= Check your understanding =
A. Reproduce the workplace return passage word for word, starting with "The appointment of" and going on through "to work queries.".
B. List every provision that the workplace return passage says employers can implement in the workplace.

==== Source passage ====

In the workplace, employers can implement the following provisions:
avoid face-to-face seating arrangements in the office by changing office layouts
change shift patterns to reduce the number of staff on duty at any given time
make virtual communications a means of conducting training or meetings
put in place rules for managing social spaces/communal areas
promote regular hand washing, sanitising and workspace cleaning
being more attentive to staff mental health.
Reassuring returning staff
It is advisable for employers to send out letters and/or emails (to personal email addresses) detailing each employee’s proposed return date, the steps being taken to keep them safe, and offer opportunities for employees to express any concerns that they may have — or to request alternative working options.
The appointment of a communications co-ordinator could help towards managing the resulting impact of this as it assures staff that the business is dedicated to making sure they are well considered. This could also help to ensure that the business is aware of any problems with employees who have been contacted about returning to work. This too will facilitate informed decision-making on the part of the employer and gives affected employees a point of contact for any return to work queries.
Constructive unfair dismissal may arise if an employee who returns to work is forced to resign because the employer has not reasonably supported their transition. Supporting an employee’s transition from working from home to returning to the workplace can vary from ensuring that Covid-secure measures that especially protect those who are clinically extremely vulnerable are in place, to making sure they are kept up to speed with anything they may have missed whilst they were gone (to ensure that they can carry out their role effectively from that point onwards).

==== Records provided ====

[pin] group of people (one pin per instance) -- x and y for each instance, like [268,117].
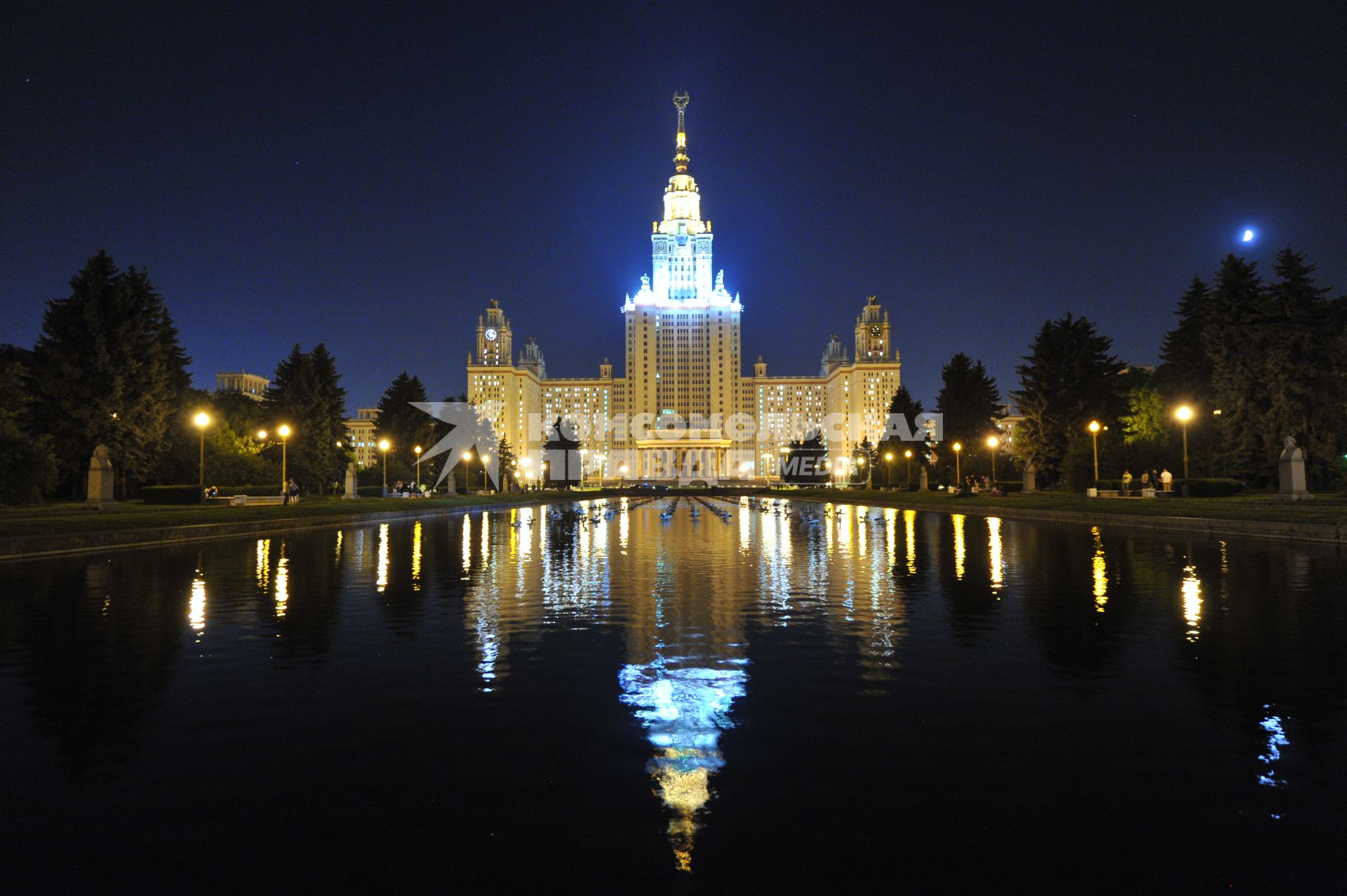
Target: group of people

====
==== Records provided ====

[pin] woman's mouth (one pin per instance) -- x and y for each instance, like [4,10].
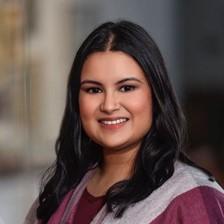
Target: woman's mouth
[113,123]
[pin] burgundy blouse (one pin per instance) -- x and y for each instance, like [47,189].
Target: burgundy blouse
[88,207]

====
==== Records provided ====

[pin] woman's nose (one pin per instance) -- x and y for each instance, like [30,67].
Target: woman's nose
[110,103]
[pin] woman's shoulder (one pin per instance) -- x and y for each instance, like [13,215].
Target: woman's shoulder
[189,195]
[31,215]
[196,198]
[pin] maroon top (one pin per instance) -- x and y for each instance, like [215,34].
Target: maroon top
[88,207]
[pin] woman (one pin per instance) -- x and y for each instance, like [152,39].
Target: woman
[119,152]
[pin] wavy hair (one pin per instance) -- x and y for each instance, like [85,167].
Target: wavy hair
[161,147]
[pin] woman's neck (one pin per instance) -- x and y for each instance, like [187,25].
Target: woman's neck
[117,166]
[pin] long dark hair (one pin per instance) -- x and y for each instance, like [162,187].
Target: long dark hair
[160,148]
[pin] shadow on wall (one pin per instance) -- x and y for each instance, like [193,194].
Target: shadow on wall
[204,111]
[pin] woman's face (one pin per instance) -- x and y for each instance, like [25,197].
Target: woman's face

====

= Exercise solutions =
A.
The appointment of a communications co-ordinator could help towards managing the resulting impact of this as it assures staff that the business is dedicated to making sure they are well considered. This could also help to ensure that the business is aware of any problems with employees who have been contacted about returning to work. This too will facilitate informed decision-making on the part of the employer and gives affected employees a point of contact for any return to work queries.

B.
- avoid face-to-face seating arrangements in the office by changing office layouts
- change shift patterns to reduce the number of staff on duty at any given time
- make virtual communications a means of conducting training or meetings
- put in place rules for managing social spaces/communal areas
- promote regular hand washing, sanitising and workspace cleaning
- being more attentive to staff mental health